**TASK TO CARRY OUT:**
For the data below, give again exactly the lines from the one containing "Where can the wildflower" through the one containing "Where can the yellow-green", both ends included, and no others.

---------- INPUT FOR THIS TASK ----------

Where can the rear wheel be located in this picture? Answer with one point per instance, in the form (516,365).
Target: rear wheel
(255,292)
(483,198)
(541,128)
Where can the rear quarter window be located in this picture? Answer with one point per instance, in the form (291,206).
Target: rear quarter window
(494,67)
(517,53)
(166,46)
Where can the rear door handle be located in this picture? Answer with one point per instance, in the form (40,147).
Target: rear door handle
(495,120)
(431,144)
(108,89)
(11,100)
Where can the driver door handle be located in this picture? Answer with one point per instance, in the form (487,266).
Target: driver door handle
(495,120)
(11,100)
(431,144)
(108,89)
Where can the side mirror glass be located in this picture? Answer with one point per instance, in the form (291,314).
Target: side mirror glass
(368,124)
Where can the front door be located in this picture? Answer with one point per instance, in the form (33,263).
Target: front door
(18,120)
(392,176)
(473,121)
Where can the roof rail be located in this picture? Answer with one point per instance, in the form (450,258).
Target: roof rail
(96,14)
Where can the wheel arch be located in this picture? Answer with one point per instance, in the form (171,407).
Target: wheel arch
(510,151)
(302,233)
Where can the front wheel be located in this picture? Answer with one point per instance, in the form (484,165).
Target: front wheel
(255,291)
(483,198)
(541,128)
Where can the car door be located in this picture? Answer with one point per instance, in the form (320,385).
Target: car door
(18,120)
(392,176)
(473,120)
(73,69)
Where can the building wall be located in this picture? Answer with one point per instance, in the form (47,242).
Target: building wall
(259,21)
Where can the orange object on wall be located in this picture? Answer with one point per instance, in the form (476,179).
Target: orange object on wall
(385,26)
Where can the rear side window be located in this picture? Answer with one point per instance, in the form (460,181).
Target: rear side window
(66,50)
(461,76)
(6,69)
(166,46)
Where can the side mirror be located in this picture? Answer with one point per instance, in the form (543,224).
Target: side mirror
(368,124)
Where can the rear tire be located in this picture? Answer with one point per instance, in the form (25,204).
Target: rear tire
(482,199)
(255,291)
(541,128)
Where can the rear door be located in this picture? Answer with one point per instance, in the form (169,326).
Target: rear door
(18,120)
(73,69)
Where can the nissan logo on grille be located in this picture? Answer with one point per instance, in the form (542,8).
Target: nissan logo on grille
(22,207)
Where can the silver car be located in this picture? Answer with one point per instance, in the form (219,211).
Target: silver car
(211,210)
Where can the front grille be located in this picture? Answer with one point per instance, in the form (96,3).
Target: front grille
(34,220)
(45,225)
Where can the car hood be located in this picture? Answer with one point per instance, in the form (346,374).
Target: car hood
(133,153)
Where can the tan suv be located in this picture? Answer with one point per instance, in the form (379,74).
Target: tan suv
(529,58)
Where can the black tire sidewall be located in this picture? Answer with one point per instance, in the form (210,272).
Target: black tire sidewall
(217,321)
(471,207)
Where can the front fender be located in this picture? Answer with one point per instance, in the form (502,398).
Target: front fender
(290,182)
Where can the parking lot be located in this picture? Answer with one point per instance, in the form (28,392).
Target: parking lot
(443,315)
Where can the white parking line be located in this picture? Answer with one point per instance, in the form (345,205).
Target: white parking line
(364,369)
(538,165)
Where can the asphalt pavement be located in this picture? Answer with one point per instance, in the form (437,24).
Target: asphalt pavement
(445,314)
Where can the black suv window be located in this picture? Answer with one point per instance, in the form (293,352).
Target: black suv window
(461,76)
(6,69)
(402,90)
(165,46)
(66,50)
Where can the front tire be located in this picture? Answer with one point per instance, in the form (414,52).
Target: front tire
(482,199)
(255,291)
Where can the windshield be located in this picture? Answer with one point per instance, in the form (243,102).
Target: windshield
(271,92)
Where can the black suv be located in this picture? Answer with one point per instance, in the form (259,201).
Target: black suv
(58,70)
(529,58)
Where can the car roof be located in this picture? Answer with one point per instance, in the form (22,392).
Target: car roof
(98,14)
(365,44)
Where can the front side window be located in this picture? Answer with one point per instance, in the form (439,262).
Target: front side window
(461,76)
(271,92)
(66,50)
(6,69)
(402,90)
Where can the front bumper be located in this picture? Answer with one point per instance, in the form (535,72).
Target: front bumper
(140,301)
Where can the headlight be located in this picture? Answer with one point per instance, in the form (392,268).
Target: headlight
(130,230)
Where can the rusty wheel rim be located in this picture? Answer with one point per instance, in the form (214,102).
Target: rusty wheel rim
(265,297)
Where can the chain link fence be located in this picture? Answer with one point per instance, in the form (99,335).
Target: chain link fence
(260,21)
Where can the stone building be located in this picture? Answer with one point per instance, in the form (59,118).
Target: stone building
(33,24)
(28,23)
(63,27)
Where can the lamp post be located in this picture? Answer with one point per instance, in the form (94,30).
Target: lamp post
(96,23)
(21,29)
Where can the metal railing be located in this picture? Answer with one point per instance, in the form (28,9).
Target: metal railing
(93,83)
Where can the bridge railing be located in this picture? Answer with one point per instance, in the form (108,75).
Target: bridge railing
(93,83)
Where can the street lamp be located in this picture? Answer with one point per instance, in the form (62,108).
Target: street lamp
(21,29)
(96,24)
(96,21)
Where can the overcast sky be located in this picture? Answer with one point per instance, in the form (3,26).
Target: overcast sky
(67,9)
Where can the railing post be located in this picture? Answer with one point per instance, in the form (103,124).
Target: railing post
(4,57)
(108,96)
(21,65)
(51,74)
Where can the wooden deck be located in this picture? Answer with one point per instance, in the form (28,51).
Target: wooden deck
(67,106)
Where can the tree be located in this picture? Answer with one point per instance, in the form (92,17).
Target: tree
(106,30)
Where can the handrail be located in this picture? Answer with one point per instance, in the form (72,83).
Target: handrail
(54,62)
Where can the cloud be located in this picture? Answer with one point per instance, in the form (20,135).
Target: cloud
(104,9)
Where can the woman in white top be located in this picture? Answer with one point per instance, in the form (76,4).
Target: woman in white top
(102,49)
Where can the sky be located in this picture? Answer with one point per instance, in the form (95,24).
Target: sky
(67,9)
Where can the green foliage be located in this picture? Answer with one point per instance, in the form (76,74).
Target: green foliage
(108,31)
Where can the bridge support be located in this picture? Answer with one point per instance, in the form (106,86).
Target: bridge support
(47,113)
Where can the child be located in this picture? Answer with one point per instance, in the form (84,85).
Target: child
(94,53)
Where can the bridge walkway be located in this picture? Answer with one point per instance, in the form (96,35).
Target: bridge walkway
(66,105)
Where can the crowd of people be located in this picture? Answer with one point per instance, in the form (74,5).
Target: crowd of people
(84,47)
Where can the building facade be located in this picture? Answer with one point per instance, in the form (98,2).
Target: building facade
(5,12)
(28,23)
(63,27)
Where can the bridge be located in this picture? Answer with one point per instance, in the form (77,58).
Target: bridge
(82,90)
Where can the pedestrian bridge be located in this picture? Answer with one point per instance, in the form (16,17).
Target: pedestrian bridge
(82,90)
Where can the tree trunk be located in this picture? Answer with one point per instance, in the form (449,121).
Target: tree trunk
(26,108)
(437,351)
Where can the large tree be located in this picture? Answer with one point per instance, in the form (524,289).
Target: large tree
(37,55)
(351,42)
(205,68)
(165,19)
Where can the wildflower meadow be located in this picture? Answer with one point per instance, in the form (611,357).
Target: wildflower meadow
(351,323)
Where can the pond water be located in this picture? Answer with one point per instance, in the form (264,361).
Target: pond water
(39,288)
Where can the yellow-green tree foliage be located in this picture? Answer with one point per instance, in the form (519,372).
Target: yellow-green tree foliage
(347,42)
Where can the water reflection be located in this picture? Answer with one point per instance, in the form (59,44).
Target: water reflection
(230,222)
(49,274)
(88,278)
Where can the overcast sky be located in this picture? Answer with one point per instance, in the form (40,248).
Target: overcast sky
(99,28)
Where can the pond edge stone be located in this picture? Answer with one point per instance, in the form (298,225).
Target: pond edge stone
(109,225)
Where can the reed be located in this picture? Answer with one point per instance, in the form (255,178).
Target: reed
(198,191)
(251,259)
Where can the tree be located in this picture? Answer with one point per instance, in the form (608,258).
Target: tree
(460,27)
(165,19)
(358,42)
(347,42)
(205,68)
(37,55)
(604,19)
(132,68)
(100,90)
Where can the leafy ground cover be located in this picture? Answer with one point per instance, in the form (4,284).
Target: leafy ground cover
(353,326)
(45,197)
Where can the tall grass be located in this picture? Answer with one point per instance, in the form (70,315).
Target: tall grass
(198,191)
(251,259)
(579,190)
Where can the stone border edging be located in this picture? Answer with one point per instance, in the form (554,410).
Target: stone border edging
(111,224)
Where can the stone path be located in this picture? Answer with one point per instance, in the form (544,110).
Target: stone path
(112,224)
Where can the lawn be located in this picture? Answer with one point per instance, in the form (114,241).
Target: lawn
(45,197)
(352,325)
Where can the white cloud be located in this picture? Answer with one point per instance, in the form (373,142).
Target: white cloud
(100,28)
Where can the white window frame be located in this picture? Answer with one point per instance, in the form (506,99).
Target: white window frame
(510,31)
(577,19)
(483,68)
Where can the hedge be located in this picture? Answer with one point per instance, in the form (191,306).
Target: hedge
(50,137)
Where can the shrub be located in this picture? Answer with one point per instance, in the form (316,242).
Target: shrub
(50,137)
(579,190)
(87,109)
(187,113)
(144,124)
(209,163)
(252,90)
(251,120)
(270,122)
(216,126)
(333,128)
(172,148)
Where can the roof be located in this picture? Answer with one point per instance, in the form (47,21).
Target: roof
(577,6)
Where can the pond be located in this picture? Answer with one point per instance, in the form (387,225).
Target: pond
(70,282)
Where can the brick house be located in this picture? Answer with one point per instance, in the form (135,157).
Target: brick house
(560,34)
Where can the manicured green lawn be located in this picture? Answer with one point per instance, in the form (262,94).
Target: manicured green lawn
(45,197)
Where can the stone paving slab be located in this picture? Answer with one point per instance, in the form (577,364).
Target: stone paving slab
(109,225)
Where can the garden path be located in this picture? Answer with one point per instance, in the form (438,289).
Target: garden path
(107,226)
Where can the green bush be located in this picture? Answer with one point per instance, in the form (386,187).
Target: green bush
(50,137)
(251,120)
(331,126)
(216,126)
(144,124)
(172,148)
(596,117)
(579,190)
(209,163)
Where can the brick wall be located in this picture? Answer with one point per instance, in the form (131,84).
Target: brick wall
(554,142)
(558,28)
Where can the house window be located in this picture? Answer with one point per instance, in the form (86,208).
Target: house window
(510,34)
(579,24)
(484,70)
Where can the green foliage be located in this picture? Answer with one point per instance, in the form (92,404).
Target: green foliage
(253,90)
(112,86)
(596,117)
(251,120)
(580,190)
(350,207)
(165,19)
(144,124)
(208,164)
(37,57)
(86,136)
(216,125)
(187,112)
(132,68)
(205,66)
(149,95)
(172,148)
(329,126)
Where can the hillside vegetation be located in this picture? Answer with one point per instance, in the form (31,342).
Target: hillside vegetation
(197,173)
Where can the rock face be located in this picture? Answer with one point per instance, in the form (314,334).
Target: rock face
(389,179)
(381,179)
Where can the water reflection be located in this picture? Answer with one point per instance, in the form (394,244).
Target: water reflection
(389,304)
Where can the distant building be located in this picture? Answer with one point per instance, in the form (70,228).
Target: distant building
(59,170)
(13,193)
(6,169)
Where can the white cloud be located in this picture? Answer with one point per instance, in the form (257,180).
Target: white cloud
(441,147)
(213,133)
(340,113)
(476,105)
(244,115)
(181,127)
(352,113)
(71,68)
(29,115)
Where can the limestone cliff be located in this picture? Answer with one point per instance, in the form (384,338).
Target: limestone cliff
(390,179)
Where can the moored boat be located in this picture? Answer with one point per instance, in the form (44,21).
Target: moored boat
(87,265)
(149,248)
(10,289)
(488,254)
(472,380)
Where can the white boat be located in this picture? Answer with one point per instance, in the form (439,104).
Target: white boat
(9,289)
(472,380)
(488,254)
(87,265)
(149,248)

----------

**RESPONSE:**
Where can the wildflower meadow be located in this picture? Answer with one point per instance, in the form (611,357).
Target: wildflower meadow
(351,323)
Where can the pond water be located in this picture? Answer with one point per instance, in the form (264,361).
Target: pond water
(39,288)
Where can the yellow-green tree foliage be located in this picture? Answer with one point per instance, in the form (519,372).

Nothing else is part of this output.